Lay out the data below as a numbered list, covering only the lines from the one containing "Return the outline of every instance of the chrome" through the one containing "75 186 L 77", both included. Leave out any blank lines.
— begin MATERIALS PROVIDED —
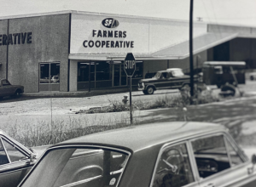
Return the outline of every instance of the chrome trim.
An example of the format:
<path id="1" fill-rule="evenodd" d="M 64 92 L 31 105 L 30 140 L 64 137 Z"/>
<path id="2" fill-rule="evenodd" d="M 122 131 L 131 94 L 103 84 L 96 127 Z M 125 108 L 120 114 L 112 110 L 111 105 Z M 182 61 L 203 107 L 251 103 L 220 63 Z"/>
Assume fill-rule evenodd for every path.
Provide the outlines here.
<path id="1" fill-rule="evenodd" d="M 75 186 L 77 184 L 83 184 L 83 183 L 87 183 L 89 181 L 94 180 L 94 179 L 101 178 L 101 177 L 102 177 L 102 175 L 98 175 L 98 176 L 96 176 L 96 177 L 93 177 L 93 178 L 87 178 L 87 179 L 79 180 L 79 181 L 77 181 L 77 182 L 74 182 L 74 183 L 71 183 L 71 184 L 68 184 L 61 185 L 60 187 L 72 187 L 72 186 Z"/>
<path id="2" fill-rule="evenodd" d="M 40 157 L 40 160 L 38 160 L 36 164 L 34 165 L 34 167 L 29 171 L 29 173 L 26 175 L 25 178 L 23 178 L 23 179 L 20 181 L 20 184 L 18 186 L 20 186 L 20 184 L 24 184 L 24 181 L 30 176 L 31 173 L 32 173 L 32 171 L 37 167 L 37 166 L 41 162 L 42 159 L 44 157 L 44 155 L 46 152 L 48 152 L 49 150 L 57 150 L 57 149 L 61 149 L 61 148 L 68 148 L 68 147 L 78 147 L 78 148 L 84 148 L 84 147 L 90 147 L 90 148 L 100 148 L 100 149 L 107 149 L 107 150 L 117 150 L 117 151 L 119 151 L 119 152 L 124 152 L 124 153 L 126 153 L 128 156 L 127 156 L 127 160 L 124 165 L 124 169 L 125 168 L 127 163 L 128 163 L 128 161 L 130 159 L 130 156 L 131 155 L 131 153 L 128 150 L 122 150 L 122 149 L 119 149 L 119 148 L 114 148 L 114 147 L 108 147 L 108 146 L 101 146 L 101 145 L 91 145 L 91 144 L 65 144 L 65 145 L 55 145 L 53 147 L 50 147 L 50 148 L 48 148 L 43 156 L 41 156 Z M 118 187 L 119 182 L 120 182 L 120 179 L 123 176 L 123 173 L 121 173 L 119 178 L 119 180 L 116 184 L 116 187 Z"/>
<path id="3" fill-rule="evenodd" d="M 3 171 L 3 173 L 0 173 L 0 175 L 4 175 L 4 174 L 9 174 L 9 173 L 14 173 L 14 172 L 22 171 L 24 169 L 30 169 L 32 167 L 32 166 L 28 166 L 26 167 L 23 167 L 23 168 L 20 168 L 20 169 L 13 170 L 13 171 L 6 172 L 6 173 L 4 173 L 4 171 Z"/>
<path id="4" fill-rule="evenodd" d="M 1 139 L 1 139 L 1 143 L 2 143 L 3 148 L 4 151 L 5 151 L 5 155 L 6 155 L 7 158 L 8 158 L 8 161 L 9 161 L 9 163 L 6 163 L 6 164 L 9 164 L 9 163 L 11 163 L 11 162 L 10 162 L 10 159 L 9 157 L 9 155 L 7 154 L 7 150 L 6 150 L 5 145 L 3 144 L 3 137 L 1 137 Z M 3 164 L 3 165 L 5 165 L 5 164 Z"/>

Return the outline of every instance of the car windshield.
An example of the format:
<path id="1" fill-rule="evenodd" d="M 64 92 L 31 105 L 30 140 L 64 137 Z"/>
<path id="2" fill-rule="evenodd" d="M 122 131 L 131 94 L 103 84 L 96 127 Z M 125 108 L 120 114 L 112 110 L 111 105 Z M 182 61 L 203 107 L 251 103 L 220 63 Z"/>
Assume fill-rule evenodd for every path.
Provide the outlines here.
— end MATERIALS PROVIDED —
— begin MATERIALS PROVIDED —
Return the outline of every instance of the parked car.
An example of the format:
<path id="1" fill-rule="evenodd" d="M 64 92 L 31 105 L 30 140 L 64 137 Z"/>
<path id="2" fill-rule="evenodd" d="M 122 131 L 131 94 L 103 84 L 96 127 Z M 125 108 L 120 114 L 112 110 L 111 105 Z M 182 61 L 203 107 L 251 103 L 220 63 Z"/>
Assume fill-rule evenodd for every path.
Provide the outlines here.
— end MATERIALS PROVIDED —
# CORRECT OUTPUT:
1. Return the outline of every instance of the chrome trim.
2. An example of the format:
3. <path id="1" fill-rule="evenodd" d="M 64 92 L 31 105 L 30 140 L 64 137 Z"/>
4. <path id="2" fill-rule="evenodd" d="M 122 131 L 131 94 L 103 84 L 96 127 Z M 125 108 L 120 114 L 112 110 L 111 105 Z M 182 61 L 203 107 L 251 103 L 220 63 Z"/>
5. Assume fill-rule evenodd for every path.
6. Provide the outlines here.
7. <path id="1" fill-rule="evenodd" d="M 75 186 L 77 184 L 83 184 L 83 183 L 87 183 L 89 181 L 94 180 L 94 179 L 101 178 L 101 177 L 102 177 L 102 175 L 98 175 L 98 176 L 96 176 L 96 177 L 93 177 L 93 178 L 87 178 L 87 179 L 79 180 L 79 181 L 77 181 L 77 182 L 74 182 L 74 183 L 71 183 L 71 184 L 68 184 L 61 185 L 60 187 L 72 187 L 72 186 Z"/>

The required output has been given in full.